Answer these from the wireless sensor network text:
(a) Which technology allows the data to reach mobile phones, tablets or laptops?
(b) Where is the data stored for further analysis?
(c) Which simulator is used for the experiments?

# TEXT SECTION:
+===+

The ZigBee standard is used for the communication between nodes. It provides low data rates and support low battery consumption. The additional Bluetooth 2.0 wireless technology enables communicating the data to mobile phones, tablets or laptops.
The Constrained Application Protocol (CoAP) is used for the system to achieve easy configuration. All of the data collected can be presented in real-time on a smartphone or tablet equipped with the Android operating system. For further analyze the data is stored on a CoAP server.
The second part of the project concerns the distributed control system, which explores the wireless transmission parameter behavior. This is to find the most efficient parameter setting for the varying traffic and demand in the wireless network.
The physical parameters of the transmission e.g. RSSI and LQI as well as data link parameters e.g. throughput and end-to-end delay are analyzed to predict the communication capacity. The goal is to control and balance the load and find the best parameter settings to achieve the highest possible throughput and reliable transmission. All of the experiments are executed in real benchmark application and in the discrete-event network simulator NS3.
One of the wireless sensor networks (WSN) common solution is ZigBee, especially when low power consumption is demanded. ZigBee may however provide unpredictable throughput although transmission distances are short. This is especially evident in difficult environments with complicated reflections and various materials through which radio signals need to pass through.
Distributed scheduling based on cognitive networking principles may improve both network predictability and overall throughput. We intend to design a dynamic system that changes configuration based on the analyzed parameters to automatically adapt to its current usage and location of nodes.

+===+

# DATA SHOWN:
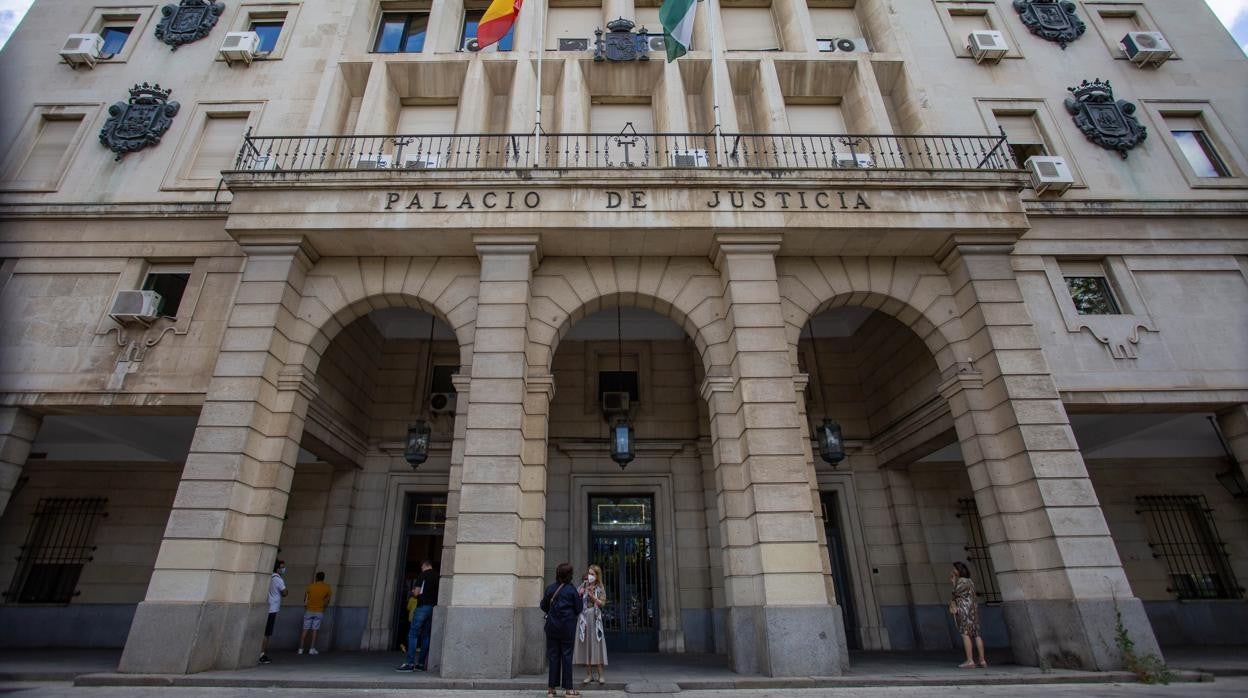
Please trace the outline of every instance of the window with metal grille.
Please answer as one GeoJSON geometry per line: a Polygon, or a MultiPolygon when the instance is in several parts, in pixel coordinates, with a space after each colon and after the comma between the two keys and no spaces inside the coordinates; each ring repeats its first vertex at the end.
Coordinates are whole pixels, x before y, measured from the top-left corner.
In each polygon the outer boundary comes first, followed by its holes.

+===+

# ANSWER TO THIS EXERCISE:
(a) Bluetooth 2.0 wireless technology
(b) On a CoAP server
(c) The discrete-event network simulator NS3